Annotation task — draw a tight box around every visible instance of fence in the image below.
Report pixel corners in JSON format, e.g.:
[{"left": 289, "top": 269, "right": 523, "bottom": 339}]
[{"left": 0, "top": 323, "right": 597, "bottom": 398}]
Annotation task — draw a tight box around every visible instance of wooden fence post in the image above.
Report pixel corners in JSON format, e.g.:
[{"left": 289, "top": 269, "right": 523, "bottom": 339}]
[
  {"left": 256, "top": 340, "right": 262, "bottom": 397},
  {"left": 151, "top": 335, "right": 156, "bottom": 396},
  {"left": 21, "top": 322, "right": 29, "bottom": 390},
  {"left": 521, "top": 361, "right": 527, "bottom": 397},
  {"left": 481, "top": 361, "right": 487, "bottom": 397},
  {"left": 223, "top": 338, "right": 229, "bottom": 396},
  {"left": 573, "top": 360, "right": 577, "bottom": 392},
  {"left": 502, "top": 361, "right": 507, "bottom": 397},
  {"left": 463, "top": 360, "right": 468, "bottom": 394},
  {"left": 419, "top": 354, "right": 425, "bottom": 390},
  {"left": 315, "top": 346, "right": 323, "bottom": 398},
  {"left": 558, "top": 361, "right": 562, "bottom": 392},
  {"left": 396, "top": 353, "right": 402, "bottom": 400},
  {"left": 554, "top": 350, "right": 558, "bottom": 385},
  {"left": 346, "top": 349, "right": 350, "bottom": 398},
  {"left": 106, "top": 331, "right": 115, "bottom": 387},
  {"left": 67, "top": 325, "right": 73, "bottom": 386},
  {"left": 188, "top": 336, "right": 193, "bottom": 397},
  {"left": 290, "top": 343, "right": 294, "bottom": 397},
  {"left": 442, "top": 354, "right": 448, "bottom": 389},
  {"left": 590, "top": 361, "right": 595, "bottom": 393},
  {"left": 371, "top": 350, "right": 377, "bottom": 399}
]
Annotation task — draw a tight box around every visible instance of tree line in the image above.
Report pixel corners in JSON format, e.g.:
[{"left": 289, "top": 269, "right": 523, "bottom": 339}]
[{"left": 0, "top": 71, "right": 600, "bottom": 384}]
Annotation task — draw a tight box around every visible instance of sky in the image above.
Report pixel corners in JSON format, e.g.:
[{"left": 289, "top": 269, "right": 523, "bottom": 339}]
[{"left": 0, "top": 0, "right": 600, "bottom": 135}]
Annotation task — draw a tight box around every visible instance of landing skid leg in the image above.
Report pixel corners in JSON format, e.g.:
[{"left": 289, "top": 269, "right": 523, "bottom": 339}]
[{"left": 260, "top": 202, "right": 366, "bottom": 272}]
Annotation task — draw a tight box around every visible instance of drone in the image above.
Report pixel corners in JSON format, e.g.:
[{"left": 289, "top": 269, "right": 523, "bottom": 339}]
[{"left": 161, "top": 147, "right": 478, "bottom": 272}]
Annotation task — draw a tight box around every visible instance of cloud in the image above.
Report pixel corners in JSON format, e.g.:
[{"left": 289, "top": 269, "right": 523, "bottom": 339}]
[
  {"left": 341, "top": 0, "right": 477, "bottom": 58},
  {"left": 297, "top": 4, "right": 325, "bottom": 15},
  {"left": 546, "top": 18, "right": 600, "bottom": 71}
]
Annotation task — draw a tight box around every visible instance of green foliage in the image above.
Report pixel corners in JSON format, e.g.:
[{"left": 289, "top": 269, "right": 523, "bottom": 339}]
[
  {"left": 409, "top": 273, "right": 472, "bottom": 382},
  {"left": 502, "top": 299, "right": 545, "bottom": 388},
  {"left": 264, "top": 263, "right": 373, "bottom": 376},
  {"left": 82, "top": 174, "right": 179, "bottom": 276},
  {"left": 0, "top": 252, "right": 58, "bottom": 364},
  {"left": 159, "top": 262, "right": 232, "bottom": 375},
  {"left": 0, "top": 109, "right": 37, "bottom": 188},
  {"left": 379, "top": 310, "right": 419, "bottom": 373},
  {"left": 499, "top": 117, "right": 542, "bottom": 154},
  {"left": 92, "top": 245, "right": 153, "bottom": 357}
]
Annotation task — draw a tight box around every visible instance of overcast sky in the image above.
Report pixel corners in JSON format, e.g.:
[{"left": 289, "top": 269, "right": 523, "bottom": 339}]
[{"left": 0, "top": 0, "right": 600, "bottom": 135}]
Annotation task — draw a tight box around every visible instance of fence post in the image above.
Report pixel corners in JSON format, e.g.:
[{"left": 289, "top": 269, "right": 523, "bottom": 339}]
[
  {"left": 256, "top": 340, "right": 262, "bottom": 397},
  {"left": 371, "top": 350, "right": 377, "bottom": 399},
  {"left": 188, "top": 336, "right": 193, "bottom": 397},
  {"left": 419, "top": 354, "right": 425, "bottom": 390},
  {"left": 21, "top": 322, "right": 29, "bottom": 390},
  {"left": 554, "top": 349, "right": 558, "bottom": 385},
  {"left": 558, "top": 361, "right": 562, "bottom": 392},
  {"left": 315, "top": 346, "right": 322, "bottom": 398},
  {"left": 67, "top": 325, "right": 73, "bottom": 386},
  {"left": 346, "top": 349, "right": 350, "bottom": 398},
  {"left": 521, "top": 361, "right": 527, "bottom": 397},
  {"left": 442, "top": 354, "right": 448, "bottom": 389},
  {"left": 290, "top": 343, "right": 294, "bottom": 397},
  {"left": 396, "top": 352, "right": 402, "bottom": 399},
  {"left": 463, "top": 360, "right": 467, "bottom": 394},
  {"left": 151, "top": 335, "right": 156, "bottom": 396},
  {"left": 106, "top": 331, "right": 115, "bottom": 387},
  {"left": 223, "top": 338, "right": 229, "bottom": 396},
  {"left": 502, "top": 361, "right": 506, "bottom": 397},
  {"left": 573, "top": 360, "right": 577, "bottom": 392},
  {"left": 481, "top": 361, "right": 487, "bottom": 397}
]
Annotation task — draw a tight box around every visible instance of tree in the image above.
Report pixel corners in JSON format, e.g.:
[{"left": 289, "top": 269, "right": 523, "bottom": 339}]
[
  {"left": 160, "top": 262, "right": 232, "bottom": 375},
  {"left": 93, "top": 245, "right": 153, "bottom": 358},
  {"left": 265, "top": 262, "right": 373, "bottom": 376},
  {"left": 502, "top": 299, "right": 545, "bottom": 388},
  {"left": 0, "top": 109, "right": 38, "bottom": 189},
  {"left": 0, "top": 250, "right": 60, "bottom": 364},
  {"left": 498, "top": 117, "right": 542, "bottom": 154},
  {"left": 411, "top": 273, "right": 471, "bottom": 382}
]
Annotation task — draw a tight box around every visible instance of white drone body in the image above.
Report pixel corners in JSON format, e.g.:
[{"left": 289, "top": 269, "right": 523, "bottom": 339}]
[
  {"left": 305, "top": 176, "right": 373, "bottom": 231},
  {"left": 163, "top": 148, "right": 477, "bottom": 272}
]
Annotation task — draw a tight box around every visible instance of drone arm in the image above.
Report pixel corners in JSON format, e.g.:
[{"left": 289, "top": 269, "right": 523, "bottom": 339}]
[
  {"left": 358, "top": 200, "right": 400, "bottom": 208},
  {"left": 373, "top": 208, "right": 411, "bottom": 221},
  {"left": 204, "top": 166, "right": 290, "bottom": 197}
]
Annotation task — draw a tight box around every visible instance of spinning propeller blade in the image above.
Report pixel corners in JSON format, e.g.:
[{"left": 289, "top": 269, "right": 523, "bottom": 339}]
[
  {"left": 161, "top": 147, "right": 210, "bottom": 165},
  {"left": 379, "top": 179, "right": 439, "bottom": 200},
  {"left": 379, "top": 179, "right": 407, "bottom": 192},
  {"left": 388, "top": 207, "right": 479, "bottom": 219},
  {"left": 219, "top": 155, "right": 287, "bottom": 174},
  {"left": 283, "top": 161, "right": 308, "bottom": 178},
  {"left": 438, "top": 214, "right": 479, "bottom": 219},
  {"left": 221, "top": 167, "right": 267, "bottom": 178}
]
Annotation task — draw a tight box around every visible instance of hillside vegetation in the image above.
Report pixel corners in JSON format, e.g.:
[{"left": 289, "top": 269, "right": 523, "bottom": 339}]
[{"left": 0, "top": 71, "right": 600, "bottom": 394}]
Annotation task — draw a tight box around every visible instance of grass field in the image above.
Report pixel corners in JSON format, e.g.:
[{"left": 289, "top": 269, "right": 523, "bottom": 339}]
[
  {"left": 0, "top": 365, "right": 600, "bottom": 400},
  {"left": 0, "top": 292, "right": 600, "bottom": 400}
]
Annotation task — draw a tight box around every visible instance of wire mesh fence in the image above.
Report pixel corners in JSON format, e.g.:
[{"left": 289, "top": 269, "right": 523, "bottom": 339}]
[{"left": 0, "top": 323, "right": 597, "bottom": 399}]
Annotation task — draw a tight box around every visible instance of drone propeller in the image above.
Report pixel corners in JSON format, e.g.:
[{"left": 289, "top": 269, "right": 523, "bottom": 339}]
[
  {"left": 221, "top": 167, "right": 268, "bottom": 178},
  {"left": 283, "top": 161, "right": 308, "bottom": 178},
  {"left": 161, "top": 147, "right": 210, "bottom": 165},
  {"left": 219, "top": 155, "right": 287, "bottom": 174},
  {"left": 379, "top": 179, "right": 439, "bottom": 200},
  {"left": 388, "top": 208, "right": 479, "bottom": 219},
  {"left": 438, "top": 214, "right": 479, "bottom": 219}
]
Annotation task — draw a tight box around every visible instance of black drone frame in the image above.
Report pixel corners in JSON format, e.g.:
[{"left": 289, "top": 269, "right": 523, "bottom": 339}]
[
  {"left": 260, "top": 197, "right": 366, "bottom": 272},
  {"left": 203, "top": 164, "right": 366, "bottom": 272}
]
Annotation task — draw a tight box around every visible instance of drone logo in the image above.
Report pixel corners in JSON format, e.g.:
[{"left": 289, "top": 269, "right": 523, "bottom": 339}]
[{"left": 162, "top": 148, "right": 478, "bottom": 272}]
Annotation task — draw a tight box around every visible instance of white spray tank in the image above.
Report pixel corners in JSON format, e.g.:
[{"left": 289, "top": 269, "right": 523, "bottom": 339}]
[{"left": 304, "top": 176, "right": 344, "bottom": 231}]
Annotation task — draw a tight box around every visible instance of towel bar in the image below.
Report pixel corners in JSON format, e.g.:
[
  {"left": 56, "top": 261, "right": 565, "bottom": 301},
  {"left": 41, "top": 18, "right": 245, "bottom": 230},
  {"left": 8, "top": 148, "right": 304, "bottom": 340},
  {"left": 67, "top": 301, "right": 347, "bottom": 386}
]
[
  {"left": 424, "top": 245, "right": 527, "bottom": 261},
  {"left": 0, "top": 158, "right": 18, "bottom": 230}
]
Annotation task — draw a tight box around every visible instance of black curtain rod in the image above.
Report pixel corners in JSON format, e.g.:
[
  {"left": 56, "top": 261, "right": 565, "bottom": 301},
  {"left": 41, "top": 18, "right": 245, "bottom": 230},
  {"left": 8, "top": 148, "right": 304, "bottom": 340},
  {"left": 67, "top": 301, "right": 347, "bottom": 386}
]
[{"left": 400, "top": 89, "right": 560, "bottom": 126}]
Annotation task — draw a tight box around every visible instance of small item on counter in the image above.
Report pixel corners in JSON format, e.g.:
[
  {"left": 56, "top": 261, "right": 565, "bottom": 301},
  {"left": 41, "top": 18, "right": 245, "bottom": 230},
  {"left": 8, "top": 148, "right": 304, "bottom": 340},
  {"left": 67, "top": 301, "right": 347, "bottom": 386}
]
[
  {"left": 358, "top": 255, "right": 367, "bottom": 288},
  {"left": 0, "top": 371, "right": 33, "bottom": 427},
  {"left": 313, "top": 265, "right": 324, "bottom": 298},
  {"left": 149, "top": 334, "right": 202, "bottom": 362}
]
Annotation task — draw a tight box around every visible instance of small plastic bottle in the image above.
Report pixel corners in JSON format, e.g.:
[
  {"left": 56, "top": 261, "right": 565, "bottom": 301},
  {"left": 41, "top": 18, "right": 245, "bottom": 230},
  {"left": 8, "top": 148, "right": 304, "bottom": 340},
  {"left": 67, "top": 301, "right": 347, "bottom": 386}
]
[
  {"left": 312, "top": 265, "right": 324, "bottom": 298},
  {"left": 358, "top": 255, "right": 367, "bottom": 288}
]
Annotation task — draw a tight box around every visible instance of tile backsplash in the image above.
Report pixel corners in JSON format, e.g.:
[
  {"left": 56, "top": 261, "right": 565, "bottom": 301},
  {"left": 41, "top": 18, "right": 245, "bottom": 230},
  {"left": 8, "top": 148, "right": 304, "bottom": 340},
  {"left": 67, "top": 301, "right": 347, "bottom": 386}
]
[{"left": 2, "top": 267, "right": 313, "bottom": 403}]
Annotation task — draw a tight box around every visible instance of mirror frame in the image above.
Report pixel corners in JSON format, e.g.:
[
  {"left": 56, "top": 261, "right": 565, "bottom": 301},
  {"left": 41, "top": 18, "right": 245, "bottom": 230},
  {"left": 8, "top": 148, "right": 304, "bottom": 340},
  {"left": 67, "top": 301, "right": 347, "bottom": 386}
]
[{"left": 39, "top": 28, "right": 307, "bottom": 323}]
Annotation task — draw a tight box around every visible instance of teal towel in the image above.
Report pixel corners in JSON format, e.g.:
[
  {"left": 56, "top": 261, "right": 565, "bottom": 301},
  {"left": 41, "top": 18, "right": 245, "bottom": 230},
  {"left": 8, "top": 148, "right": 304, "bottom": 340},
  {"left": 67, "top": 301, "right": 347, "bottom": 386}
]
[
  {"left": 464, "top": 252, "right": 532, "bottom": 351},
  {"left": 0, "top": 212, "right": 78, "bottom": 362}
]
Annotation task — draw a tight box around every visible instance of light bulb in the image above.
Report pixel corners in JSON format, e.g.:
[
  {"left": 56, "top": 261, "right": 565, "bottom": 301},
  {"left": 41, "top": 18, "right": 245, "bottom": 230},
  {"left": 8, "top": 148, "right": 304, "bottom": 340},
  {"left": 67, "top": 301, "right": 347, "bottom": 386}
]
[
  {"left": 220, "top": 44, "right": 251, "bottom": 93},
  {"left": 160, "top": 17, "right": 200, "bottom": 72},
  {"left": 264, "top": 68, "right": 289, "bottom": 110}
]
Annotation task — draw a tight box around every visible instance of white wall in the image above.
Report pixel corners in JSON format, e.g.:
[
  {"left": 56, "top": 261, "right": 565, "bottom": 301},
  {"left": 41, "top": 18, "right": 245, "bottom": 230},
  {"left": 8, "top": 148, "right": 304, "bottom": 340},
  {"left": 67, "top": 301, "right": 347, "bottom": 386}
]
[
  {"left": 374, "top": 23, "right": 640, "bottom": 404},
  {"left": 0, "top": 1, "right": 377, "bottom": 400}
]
■ ■ ■ ■
Set problem
Count the lines in the items above that contain the string "black", treating uppercase and lowercase as different. Reply with the number only.

Response below
2